> _GOAL OF THE EXERCISE_
Nothing outside the range below should be printed. Output exactly the lines from the line with "[[355, 284]]" to the line with "# test: point to the tree", both included.

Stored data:
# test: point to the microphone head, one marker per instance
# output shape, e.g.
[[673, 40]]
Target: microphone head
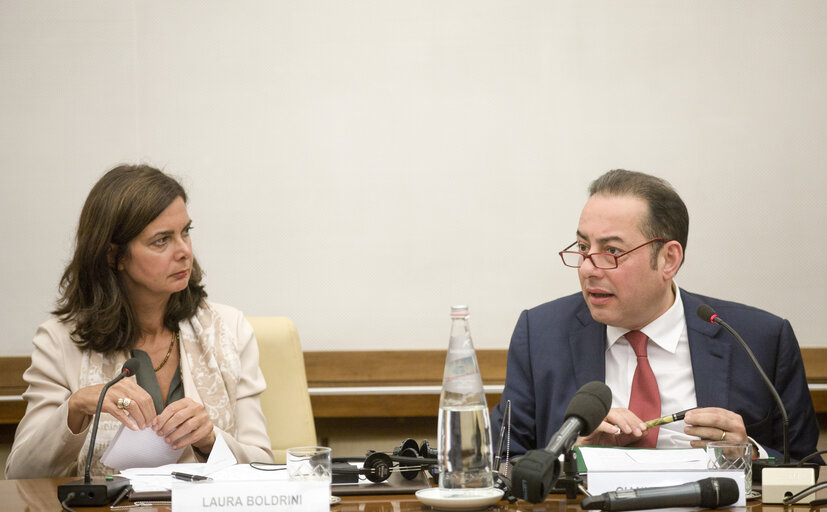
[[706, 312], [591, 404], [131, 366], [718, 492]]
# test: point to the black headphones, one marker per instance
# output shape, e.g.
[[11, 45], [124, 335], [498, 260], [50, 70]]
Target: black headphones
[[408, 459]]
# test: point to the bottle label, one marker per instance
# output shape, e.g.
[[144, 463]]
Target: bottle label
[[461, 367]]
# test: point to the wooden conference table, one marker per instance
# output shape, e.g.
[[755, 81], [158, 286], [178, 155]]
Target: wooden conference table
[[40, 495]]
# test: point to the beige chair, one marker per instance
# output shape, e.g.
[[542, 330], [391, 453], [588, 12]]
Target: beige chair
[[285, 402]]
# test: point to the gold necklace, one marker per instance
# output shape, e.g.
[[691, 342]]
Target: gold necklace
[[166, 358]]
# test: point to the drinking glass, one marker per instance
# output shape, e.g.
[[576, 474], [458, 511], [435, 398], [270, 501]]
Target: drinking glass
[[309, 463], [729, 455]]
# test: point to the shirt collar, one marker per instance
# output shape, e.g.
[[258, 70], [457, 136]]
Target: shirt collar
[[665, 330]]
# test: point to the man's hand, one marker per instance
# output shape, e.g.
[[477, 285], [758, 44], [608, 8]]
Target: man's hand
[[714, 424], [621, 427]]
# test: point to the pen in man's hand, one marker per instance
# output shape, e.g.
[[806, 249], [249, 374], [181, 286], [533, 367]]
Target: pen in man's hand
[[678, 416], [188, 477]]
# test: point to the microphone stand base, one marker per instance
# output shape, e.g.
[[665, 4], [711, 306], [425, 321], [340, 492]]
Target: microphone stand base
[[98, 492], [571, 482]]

* * *

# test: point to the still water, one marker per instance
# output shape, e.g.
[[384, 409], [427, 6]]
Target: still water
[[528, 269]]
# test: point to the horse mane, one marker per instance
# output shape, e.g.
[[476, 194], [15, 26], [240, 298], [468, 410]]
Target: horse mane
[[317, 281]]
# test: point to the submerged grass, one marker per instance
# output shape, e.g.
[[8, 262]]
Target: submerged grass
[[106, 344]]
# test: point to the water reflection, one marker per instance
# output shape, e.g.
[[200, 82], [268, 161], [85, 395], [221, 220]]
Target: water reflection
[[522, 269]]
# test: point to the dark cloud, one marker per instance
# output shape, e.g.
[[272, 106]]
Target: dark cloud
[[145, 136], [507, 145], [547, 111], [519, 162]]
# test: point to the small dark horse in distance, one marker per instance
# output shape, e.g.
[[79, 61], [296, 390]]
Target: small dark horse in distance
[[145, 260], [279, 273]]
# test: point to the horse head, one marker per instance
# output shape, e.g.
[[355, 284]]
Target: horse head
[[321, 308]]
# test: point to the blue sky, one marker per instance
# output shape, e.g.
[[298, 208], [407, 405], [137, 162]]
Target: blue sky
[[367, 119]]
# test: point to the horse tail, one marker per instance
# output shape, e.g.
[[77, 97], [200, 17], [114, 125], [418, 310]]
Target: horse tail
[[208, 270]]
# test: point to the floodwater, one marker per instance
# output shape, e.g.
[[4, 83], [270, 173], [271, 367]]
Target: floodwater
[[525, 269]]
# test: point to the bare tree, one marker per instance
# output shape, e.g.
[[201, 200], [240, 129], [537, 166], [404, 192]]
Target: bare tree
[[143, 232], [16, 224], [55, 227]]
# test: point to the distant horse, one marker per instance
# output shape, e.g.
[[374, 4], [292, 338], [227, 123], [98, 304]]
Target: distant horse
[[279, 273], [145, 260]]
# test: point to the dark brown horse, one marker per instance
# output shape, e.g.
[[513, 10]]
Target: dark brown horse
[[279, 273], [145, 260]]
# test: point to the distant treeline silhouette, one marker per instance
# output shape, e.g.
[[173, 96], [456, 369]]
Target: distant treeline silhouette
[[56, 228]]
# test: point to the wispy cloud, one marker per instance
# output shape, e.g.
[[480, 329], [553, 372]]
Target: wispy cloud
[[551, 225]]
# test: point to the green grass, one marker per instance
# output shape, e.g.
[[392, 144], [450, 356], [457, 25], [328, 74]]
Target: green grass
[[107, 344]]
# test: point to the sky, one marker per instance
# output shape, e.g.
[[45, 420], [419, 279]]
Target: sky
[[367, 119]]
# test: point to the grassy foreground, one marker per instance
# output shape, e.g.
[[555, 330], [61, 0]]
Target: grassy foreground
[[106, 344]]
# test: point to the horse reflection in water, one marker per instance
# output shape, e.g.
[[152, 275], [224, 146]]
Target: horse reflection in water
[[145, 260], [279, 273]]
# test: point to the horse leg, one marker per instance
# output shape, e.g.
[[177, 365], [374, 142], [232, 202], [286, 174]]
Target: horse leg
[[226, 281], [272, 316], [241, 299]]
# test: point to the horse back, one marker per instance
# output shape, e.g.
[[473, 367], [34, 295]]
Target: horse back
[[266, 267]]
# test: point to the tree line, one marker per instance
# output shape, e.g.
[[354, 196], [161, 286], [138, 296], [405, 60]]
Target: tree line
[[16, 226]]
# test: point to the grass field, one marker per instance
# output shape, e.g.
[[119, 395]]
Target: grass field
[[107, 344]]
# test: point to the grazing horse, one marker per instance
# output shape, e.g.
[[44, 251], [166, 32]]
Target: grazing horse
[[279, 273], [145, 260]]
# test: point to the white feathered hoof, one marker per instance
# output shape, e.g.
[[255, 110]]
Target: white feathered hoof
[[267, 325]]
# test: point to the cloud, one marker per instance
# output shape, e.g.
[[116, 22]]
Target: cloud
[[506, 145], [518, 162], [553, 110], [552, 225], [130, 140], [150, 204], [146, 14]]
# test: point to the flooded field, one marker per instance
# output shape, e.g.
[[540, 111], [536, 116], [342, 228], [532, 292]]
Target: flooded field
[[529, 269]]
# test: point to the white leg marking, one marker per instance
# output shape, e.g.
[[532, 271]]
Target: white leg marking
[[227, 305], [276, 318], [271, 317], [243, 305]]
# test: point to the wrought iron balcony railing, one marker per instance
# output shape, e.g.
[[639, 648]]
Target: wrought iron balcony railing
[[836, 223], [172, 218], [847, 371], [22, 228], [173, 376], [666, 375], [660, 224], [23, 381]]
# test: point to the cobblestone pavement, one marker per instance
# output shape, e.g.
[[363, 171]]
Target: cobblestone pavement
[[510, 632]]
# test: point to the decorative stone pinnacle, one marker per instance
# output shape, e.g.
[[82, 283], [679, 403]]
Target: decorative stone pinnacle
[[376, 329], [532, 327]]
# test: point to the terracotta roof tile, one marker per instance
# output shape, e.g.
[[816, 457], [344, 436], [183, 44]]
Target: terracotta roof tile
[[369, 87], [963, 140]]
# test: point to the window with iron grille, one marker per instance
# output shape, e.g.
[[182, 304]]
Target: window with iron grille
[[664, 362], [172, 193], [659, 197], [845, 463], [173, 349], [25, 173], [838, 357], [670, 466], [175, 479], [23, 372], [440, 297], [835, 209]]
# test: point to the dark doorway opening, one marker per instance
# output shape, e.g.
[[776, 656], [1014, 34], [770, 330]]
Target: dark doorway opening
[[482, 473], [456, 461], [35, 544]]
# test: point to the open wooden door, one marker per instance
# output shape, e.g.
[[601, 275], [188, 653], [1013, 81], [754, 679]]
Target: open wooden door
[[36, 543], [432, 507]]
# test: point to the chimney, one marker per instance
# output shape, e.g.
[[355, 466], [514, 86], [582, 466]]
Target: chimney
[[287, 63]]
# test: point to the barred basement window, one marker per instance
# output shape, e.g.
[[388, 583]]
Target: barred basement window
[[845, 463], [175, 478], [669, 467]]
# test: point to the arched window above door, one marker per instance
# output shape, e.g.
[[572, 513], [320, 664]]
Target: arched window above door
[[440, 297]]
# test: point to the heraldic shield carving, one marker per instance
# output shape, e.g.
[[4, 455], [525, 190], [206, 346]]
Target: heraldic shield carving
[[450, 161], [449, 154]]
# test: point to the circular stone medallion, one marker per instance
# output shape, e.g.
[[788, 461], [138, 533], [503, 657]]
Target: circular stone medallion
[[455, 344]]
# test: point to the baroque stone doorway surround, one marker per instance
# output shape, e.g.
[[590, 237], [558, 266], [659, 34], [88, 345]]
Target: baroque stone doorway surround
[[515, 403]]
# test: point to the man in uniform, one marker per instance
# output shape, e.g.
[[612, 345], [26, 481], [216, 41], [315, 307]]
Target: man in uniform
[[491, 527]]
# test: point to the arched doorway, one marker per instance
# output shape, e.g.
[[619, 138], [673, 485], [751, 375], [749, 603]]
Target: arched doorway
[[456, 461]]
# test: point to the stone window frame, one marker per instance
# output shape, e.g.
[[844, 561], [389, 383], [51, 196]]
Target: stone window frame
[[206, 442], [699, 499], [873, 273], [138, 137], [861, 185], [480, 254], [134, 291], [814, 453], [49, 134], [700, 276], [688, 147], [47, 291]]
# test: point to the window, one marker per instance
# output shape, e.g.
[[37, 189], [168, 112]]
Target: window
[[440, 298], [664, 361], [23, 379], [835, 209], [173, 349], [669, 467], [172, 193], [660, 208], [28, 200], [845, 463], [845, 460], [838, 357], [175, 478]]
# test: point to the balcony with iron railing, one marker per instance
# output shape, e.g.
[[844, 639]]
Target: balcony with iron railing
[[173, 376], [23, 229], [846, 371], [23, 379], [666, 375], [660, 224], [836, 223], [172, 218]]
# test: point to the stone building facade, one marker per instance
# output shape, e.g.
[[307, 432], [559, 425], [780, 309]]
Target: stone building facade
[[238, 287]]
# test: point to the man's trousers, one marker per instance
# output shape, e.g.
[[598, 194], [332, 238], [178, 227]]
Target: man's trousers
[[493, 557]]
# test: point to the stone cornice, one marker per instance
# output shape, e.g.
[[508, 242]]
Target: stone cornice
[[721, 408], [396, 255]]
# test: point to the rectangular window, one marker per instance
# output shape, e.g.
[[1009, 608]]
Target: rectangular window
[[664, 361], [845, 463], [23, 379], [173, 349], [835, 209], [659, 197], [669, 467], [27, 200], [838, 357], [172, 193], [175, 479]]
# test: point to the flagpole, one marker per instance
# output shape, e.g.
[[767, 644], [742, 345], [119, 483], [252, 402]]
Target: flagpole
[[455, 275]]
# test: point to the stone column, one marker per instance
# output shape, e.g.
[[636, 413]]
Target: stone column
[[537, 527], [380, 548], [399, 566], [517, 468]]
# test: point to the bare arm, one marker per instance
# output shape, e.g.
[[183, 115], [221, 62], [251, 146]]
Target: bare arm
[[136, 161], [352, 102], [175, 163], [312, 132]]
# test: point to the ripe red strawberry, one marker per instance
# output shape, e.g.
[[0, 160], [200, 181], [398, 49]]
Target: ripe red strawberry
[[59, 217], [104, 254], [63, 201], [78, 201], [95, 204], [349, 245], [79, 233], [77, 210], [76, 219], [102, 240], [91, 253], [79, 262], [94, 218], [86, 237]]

==

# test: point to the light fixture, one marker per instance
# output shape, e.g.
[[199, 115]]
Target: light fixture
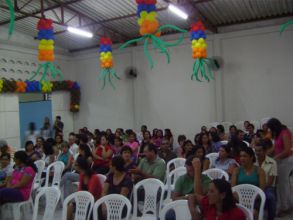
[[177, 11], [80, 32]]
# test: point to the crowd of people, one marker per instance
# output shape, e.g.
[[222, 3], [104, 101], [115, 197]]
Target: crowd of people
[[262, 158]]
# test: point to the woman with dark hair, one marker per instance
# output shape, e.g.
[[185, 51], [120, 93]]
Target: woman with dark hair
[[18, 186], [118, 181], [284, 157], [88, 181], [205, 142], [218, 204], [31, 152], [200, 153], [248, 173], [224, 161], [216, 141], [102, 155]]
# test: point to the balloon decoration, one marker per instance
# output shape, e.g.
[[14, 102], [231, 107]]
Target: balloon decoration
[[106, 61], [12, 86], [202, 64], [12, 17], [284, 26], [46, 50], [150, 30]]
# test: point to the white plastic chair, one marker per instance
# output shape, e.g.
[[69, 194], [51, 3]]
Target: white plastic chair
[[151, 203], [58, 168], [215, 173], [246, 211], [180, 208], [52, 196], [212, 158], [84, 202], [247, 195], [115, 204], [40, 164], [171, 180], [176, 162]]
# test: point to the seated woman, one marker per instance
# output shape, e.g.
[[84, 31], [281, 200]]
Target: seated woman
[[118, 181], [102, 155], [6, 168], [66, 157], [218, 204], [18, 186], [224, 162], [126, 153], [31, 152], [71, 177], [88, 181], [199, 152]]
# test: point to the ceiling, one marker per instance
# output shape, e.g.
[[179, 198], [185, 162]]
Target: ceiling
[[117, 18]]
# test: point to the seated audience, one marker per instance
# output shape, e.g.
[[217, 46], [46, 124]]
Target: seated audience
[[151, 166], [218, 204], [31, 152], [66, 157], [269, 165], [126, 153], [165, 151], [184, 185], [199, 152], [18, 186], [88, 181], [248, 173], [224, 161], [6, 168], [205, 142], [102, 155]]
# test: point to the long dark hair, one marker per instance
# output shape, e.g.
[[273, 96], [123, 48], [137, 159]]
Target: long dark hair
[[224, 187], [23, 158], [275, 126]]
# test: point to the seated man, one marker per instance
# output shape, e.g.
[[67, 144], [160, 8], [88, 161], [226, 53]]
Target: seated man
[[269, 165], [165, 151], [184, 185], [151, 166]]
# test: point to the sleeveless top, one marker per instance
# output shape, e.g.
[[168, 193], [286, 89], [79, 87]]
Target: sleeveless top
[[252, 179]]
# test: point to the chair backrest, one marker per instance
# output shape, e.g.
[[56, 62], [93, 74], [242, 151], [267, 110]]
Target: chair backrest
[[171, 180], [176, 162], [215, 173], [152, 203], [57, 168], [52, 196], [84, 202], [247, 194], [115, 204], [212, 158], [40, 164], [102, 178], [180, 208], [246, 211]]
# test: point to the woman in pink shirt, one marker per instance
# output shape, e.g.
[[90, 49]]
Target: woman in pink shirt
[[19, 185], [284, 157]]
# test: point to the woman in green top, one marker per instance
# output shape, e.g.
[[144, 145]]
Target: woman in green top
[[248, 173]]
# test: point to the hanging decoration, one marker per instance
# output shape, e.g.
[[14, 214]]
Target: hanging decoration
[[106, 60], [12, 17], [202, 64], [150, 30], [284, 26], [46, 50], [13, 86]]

> _ANSWER TO THE PROBLEM_
[[355, 284]]
Target: horse head
[[321, 308]]
# test: point to the blue sky, one marker per instance
# output shape, e.g.
[[298, 208], [407, 405], [137, 162]]
Target: blue sky
[[367, 119]]
# test: point to the horse tail, one marker per instance
# output shape, e.g.
[[77, 97], [200, 17], [114, 125], [418, 310]]
Target: horse tail
[[208, 270]]
# test: point to the floodwater, one marker per instance
# output shape, e.g.
[[4, 83], [270, 173], [271, 367]]
Target: floodwater
[[525, 269]]
# test: point to the bare tree, one marker per instance
# output shape, e.g.
[[201, 200], [240, 129], [537, 166], [404, 192]]
Target: bare tree
[[143, 232], [16, 224], [55, 227]]
# test: point to the distant horse, one marker per instance
# output shape, e.g.
[[374, 4], [292, 338], [227, 123], [98, 304]]
Target: distant horse
[[279, 273], [145, 260]]
# test: point to the dark brown horse, one marker per instance
# output shape, e.g.
[[513, 10]]
Target: dark brown horse
[[279, 273], [145, 260]]
# test: point to the distant treeline silhouette, one marker per instance
# output shape, e.g.
[[173, 96], [456, 369]]
Target: distant treeline silhouette
[[56, 228]]
# test: point to the wispy cloud, one marker per instance
# output shape, e.g.
[[480, 329], [553, 372]]
Target: wispy cloud
[[551, 225]]
# test: point to the green grass, one marker per instance
# output shape, e.g.
[[392, 144], [450, 356], [457, 25], [328, 74]]
Target: green grass
[[107, 344]]
# test: point to the sky, one marker per instance
# output shape, e.g.
[[45, 420], [419, 279]]
Target: sky
[[367, 119]]
# test: point to the grassy foreground, one marker per instance
# output shape, e.g.
[[555, 330], [61, 0]]
Target: grassy foreground
[[106, 344]]
# test: point to the horse reflection in water, one marker per instance
# output shape, e.g.
[[152, 275], [224, 146]]
Target: horse reflection in water
[[145, 260], [279, 273]]
# test: point to the horse leg, one marker per instance
# output shape, e.g.
[[177, 365], [374, 142], [232, 202], [286, 174]]
Target: horse leg
[[226, 281], [272, 316], [241, 299]]
# test: point to the horse back, one marker per instance
# output shape, e.g.
[[473, 367], [34, 295]]
Target: horse back
[[266, 267]]
# test: point to the tree line, one marker per instance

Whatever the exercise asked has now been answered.